**EXCERPTED PASSAGE:**

- - - -

Error on Page

New York–New Jersey Information Office

News Release Information

15-1689–NEW Friday, August 28, 2015

Contacts

Technical information:
Media contact:
  • (646) 264-3620

Occupational Employment and Wages for Registered Nurses and Nursing Assistants in New York’s Metropolitan Areas – May 2014

Among New York’s 12 metropolitan areas, only New York-Northern New Jersey-Long Island had wages significantly higher than the national average for registered nurses, the U.S. Bureau of Labor Statistics reported today. Eight areas, including the New York metropolitan area, Elmira, and Poughkeepsie-Newburgh-Middletown, had wages significantly higher than the national average for nursing assistants. Chief Regional Economist Martin Kohli noted that nine areas had wages for registered nurses that were measurably below those for the nation, while no metropolitan area reported significantly lower wages for nursing assistants. Nationwide, the average (mean) wage for registered nurses was $33.55, and for nursing assistants, $12.62. (See table A. For comprehensive definitions of metropolitan areas in New York, please see Technical Note.).

Table A. Average (mean) hourly wages for selected nursing occupations in the United States, New York, and metropolitan areas in New York, May 2014
Area Registered nurses Nursing assistants

United States

$33.55 $12.62

New York

37.07* 15.61*

Albany-Schenectady-Troy

28.99* 13.27*

Binghamton

31.33* 13.63*

Buffalo-Niagara Falls

32.94 13.81*

Elmira

27.85* 14.87*

Glens Falls

29.32* 13.92*

Ithaca

27.78* 12.48

Kingston

30.19* 13.40

New York-Northern New Jersey-Long Island

40.22* 15.78*

Nassau-Suffolk

38.91* 17.12*

New York-White Plains-Wayne

41.35* 16.33*

Poughkeepsie-Newburgh-Middletown

34.17 14.41*

Rochester

29.54* 12.68

Syracuse

28.42* 13.52*

Utica-Rome

28.41* 12.22

Note: An asterisk indicates that the mean annual wage for this area is significantly different from the national average of all areas at the 90-percent confidence level.  

Of the 12 metropolitan areas located entirely or partially in the state, the New York-Northern New Jersey-Long Island area had the largest number of registered nurses (161,080) and nursing assistants (100,770). The New York metropolitan area is made up of four metropolitan divisions. Over 61 percent (98,330) of the area’s registered nurses worked in the New York-White Plains-Wayne division and 15 percent worked in the Nassau-Suffolk division. (See table B. The New York area’s other divisions, Newark-Union and Edison-New Brunswick, contain no counties in New York State, and their data have not been presented in this release.) Albany-Schenectady-Troy, Rochester, and Buffalo-Niagara Falls were the three other metropolitan areas in New York with at least 9,000 registered nurses.

- - - -

**MATERIAL:**

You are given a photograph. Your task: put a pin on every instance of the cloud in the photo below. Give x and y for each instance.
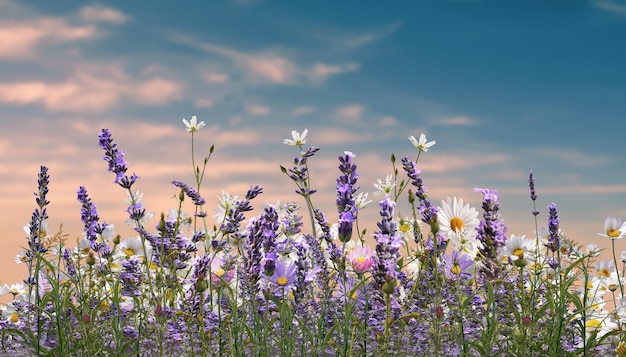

- - - -

Return, word for word, the part of the nursing wage release that opens with the words containing "28.42* 13.52*" and closes with "90-percent confidence level.".

**FULL SOLUTION:**
28.42* 13.52*

Utica-Rome

28.41* 12.22

Note: An asterisk indicates that the mean annual wage for this area is significantly different from the national average of all areas at the 90-percent confidence level.